● Work to be completed
Convert the lines from the one containing "Question: Draw a bounding box around the wet moss." through the one containing "0 0 398 289", both ends included, into a JSON list of strings, one string per line, leaving out any blank lines.

● Source records
━━━━━━
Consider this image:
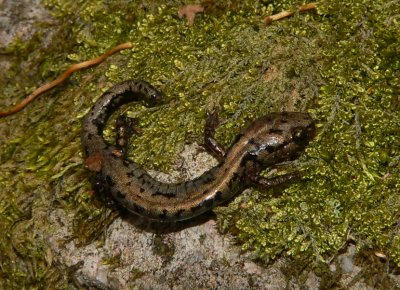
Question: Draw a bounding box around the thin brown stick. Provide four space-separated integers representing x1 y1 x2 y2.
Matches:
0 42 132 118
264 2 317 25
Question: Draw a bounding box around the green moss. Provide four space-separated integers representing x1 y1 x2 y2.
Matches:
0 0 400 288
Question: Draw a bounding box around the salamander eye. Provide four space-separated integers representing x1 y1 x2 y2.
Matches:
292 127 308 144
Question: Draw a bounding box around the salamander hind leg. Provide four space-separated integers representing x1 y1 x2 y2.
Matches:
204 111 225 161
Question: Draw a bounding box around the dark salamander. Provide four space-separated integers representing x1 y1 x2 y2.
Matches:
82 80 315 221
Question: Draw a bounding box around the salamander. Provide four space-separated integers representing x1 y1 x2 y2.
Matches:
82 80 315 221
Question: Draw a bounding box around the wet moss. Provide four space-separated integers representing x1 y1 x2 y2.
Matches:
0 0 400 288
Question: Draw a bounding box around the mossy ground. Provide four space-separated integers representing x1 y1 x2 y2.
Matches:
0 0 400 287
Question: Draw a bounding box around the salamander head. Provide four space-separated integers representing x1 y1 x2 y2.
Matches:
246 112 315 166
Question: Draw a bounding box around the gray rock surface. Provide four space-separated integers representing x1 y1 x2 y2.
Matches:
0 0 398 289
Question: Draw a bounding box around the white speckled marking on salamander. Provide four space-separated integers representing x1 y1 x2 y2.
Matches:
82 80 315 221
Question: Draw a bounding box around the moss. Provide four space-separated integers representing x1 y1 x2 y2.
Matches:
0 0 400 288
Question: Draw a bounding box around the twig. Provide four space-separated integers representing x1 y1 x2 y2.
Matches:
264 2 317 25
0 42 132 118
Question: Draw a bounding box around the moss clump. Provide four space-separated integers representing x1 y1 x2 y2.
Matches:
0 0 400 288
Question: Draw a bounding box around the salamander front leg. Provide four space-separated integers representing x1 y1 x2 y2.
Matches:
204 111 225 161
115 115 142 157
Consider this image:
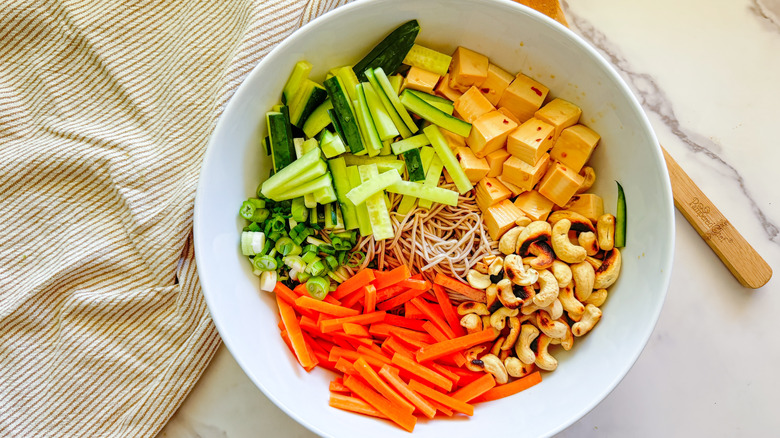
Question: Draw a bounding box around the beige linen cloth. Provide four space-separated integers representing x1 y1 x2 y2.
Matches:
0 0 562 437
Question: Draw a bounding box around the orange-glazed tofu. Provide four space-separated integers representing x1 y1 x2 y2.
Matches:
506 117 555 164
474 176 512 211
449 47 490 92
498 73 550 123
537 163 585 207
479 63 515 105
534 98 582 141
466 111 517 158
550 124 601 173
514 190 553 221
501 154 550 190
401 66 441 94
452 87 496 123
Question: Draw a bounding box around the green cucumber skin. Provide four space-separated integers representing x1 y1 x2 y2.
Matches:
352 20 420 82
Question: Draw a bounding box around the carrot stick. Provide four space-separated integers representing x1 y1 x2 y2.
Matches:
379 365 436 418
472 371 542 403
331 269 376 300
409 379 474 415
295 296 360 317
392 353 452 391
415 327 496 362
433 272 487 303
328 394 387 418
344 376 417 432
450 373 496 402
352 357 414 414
━━━━━━
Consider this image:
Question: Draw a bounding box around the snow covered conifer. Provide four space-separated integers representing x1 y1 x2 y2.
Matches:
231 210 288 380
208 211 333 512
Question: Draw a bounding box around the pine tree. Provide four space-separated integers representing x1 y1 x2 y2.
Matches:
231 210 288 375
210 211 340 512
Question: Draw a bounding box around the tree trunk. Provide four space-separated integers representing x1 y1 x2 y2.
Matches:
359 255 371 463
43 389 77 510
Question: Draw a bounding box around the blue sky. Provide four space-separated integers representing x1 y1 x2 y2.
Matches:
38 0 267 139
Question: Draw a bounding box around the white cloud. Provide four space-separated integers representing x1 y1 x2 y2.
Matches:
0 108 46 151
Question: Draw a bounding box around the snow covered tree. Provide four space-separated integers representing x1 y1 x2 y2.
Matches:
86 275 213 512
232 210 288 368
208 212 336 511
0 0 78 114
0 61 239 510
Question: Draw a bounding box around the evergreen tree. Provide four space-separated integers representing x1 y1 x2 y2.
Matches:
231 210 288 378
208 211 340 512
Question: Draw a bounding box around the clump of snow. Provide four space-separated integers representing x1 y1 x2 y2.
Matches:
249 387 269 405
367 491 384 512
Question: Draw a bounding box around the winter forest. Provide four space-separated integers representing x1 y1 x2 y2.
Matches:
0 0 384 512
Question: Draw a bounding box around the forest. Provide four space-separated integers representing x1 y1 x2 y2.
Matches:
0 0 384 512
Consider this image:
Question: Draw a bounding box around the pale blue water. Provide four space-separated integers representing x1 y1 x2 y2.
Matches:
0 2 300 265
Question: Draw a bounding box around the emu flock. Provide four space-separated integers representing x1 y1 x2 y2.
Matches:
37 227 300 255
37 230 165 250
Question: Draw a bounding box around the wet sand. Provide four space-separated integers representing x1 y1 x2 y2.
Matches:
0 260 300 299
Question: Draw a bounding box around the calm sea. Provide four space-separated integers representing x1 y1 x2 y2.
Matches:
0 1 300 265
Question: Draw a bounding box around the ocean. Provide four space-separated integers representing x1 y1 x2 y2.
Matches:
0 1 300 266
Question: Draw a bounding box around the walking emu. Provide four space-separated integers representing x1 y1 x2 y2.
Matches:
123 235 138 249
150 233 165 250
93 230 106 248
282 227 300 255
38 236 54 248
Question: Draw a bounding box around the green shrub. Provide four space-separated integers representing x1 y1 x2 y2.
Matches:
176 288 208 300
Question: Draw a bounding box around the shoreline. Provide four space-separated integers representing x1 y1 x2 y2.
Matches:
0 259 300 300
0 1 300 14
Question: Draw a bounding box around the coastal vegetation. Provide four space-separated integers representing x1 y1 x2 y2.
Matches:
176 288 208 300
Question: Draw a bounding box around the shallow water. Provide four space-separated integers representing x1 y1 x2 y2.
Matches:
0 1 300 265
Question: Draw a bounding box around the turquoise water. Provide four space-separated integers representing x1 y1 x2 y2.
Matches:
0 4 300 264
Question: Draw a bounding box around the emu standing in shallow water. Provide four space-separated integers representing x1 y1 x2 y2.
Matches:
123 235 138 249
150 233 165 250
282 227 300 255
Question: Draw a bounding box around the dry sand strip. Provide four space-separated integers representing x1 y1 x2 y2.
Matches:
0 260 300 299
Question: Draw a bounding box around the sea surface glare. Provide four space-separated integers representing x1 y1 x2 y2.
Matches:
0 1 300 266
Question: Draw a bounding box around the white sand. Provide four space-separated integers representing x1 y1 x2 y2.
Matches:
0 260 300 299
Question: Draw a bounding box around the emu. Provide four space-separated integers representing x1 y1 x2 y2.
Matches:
━━━━━━
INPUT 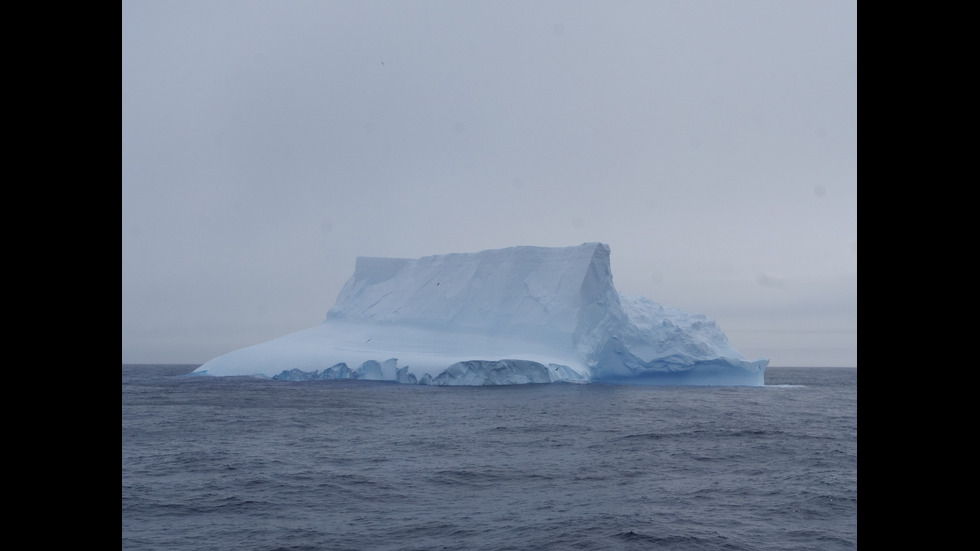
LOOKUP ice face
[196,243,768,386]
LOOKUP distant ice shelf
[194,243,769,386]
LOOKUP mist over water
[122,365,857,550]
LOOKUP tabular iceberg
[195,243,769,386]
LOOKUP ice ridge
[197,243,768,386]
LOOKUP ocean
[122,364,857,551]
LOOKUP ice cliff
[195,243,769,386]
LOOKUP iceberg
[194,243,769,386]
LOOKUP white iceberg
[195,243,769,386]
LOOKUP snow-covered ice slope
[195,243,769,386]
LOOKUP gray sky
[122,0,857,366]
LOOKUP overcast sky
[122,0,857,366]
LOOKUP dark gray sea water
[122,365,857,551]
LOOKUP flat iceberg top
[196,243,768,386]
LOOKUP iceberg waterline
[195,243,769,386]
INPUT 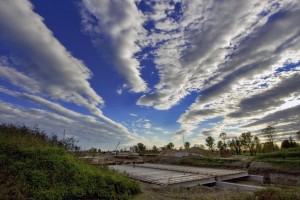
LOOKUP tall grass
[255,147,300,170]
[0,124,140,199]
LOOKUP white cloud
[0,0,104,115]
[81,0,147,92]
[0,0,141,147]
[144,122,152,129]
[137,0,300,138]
━━━━━━
● Exercise answer
[
  "Question: Draw a bounding box around the wet moss. Provide four space-separated integers representing x1 y1 x2 y2.",
  "Matches:",
  "0 0 400 288",
  "Question: Draw a bounding box around the mossy ground. Provide four space-separated integers representing x1 y1 x2 y2.",
  "Matches:",
  "0 0 400 287",
  "Question: Draw a bounding box around the salamander head. Provide four space-separated integers representing x1 y1 x2 y2.",
  "Matches:",
  "246 112 315 166",
  "Question: Draw a bounding box around the gray rock surface. Provide four space-separated integers representing x1 y1 x2 y2.",
  "Matches:",
  "0 0 398 289"
]